Starting with the first line, output the data exactly through to the end.

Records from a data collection
- Opening Delimiter -

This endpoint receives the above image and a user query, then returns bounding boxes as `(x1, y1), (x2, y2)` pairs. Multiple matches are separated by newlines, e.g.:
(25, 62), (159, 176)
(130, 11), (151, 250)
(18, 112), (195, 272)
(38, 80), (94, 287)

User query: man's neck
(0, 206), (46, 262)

- Closing Delimiter -

Response box:
This endpoint receives the above image and a user query, then returns bounding boxes as `(x1, y1), (x2, y2)` pairs. Multiple matches are separated by newlines, e.g.:
(25, 62), (159, 176)
(130, 11), (151, 250)
(18, 112), (195, 272)
(38, 80), (94, 287)

User query: man's neck
(0, 206), (46, 262)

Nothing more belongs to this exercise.